PROBLEM STATEMENT:
An exact transcription of all the data is required.

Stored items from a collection
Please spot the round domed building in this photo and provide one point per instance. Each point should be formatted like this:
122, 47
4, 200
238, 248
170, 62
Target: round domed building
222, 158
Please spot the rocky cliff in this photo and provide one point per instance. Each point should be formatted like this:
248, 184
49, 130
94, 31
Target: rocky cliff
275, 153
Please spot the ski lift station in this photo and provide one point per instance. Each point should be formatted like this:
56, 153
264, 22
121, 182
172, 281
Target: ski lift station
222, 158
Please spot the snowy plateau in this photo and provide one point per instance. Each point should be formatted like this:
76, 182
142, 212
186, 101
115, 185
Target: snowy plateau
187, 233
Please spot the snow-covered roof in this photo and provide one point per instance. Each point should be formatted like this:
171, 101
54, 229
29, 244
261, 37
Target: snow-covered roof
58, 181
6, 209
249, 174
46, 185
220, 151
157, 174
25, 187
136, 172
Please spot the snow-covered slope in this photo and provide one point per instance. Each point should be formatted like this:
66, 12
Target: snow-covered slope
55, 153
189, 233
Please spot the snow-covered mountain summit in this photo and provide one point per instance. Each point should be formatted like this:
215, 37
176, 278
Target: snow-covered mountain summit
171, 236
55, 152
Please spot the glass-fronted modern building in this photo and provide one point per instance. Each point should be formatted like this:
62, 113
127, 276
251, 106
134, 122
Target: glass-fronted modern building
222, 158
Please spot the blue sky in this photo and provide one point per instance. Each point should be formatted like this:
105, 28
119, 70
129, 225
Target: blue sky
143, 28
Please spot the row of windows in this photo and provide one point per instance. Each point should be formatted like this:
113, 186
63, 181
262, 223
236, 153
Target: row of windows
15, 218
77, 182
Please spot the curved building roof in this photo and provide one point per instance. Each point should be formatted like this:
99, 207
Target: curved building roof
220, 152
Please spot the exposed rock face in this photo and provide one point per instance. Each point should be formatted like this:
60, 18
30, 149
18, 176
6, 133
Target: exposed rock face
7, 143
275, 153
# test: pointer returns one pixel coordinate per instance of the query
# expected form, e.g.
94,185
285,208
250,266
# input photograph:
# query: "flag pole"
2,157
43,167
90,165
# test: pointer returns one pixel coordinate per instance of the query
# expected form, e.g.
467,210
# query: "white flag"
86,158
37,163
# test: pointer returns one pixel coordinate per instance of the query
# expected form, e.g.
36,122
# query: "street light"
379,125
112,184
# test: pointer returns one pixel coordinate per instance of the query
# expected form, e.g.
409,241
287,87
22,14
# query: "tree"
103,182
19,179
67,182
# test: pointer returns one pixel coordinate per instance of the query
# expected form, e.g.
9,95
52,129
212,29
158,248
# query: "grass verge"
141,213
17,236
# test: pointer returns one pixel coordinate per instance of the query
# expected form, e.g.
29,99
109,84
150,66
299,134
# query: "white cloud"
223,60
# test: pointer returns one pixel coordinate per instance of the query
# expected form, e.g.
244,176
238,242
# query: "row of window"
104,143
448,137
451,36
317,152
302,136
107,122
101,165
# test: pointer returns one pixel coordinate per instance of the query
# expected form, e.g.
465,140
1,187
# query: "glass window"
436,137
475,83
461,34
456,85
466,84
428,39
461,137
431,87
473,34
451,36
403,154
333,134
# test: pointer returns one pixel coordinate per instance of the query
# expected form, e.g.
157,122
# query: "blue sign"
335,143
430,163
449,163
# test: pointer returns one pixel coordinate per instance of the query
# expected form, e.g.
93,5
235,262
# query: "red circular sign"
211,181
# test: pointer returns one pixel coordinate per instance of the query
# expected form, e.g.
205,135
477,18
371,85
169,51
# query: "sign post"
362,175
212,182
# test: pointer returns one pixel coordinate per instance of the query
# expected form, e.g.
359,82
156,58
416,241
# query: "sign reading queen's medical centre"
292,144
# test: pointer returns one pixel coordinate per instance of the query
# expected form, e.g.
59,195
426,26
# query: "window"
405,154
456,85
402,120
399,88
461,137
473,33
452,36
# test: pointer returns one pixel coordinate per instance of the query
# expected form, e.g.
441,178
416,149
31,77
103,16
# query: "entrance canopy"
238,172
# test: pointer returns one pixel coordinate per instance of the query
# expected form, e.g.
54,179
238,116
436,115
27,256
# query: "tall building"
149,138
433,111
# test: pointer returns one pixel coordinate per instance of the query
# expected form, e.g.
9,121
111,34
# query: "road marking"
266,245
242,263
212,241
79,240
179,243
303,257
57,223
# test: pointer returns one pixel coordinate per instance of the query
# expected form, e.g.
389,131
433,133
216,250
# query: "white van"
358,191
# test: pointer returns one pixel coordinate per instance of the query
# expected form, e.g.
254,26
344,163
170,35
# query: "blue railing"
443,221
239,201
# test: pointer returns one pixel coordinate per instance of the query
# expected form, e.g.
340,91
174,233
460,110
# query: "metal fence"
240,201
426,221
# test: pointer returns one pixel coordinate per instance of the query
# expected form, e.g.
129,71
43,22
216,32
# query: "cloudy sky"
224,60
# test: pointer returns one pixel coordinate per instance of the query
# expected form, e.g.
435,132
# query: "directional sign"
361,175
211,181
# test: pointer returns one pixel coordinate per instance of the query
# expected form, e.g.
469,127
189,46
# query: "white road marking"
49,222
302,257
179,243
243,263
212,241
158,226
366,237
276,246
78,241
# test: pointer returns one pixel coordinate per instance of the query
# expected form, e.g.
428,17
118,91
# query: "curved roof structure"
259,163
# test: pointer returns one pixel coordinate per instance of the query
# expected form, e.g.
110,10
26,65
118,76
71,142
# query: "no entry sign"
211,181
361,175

RESPONSE AREA:
Please spot the round domed building in this photo and provide one point per instance. Each point should be formatted like this:
122, 47
4, 200
238, 248
170, 62
Target: round domed building
222, 158
Please spot the rocky cliff in this photo and provide one point per instance. Each point should be formatted like this:
248, 184
49, 130
94, 31
Target: rocky cliff
275, 153
Please spot the ski lift station in this photo and provide one point per instance. Each point should be formatted like this:
56, 153
264, 22
121, 182
172, 281
Target: ski lift station
222, 158
Please spot the snowy plateau in this photo and provide one point per instance. Each point should be formatted like this:
76, 182
142, 212
186, 101
115, 185
Target: snowy plateau
187, 233
Please spot the snow-covered roof in this photo and provide one point per instance. Each point should be formatted like this:
171, 101
54, 229
29, 244
261, 37
Target: snow-covered roof
58, 181
6, 209
249, 174
46, 185
220, 151
157, 174
25, 187
136, 172
Please spot the snow-covered slope in this photo and provide one point per instance. Each point should be formatted like this:
66, 12
Target: snow-covered slope
55, 153
189, 233
Please spot the snow-covered mountain summit in this photo and provide one point per instance. Each point should be formatted like this:
215, 37
176, 278
Target: snow-covered mountain summit
171, 236
55, 152
Please spot the glass-fronted modern building in this photo and provide one point per instance. Each point should be formatted like this:
62, 113
127, 276
251, 106
134, 122
Target: glass-fronted modern building
222, 158
Please spot the blue sky in this photo and provide one point per instance. Each point should be formatted like this:
105, 28
119, 70
129, 225
Target: blue sky
143, 28
Please spot the row of windows in this photo and provide one point per instance. Each point should be formatted like this:
113, 186
63, 181
262, 223
236, 153
Target: row of windows
15, 218
77, 182
Please spot the curved building roof in this photo and provide one point per instance. Each point should be formatted like this:
99, 207
Target: curved building roof
220, 152
Please spot the exposed rock face in this photo and provide one point per instance. Each point should be formatted like this:
60, 18
30, 149
18, 176
6, 133
Target: exposed rock face
7, 143
275, 153
# test: pointer returns one pixel coordinate per instance of the query
# expected form, e.g.
94,185
285,208
250,266
# input photograph:
# query: "flag pole"
2,157
43,167
90,165
# test: pointer returns one pixel coordinate per instance of the query
# expected form, e.g.
467,210
# query: "white flag"
86,158
37,163
# test: pointer returns one pixel coordinate per instance of the query
# expected form, e.g.
36,122
# query: "street light"
379,125
112,184
# test: pointer returns one pixel coordinate per instance of the query
# expected form, e.g.
409,241
287,87
22,14
# query: "tree"
103,182
19,179
67,182
# test: pointer returns one pixel coordinate per instance of the query
# expected form, e.g.
9,95
52,129
212,29
158,248
# query: "grass verge"
141,213
17,236
# test: pointer returns one pixel coordinate per instance of the query
# expected form, e.g.
29,99
109,84
150,66
299,134
# query: "white cloud"
223,60
# test: pointer returns one pixel coordinate per instance of the query
# expected form, e.g.
244,176
238,242
# query: "row of window"
104,143
448,137
451,36
317,152
302,136
107,122
101,165
# test: pointer returns one pixel coordinate per instance of the query
# expected form, e.g.
465,140
1,187
# query: "glass window"
436,137
475,83
461,34
456,85
466,84
428,39
461,137
431,87
473,34
451,36
403,154
333,134
# test: pointer returns one pixel coordinate per instance of the query
# expected form, e.g.
157,122
# query: "blue sign"
335,143
430,163
449,163
# test: pointer returns one pixel coordinate per instance of the query
# expected form, e.g.
93,5
235,262
# query: "red circular sign"
211,181
# test: pointer returns one pixel coordinate per instance of the query
# expected form, e.g.
205,135
477,18
371,85
169,51
# query: "sign post"
362,175
212,182
# test: pointer returns one pixel coordinate per instance of the query
# expected form, e.g.
359,82
156,58
416,241
# query: "sign reading queen's medical centre"
292,144
# test: pointer returns one pixel coordinate per instance of the query
# expected form, e.g.
59,195
426,26
# query: "window"
405,154
456,85
402,120
399,88
461,137
473,33
452,36
# test: pointer returns one pixel coordinate per instance of the query
# expected form, e.g.
441,178
416,149
31,77
103,16
# query: "entrance canopy"
238,172
# test: pointer returns one pixel coordinate per instance of the query
# expected form, e.g.
54,179
238,116
436,115
27,256
# query: "tall building"
149,138
433,111
# test: pointer returns one pixel coordinate per instance of the query
# expected form, e.g.
9,121
111,34
# query: "road marking"
266,245
242,263
212,241
79,240
179,243
303,257
57,223
# test: pointer returns one pixel coordinate per instance of the query
# expected form, e.g.
389,131
433,133
216,250
# query: "white van"
358,191
# test: pointer returns one pixel coordinate per instance of the query
# expected form, e.g.
254,26
344,163
170,35
# query: "blue railing"
443,221
239,201
# test: pointer returns one pixel coordinate per instance of the query
# expected form, e.g.
340,91
174,233
460,110
# query: "metal fence"
240,201
426,221
# test: pointer returns one pixel coordinate per instance of the query
# expected form, e.g.
129,71
43,22
216,32
# query: "cloudy sky"
224,60
# test: pointer returns one pixel coordinate per instance of the query
# expected form, e.g.
435,132
# query: "directional sign"
361,175
211,181
# test: pointer returns one pixel coordinate per instance of the query
# expected form, e.g.
469,127
189,46
# query: "white road marking"
49,222
302,257
179,243
243,263
212,241
158,226
366,237
276,246
78,241
# test: pointer returns one pixel coordinate per instance of the query
# expected form, e.g.
428,17
118,91
# query: "curved roof structure"
259,163
# test: pointer returns one pixel coordinate per instance of the query
# expected form, e.g.
110,10
26,65
118,76
71,142
# query: "no entry sign"
211,181
361,175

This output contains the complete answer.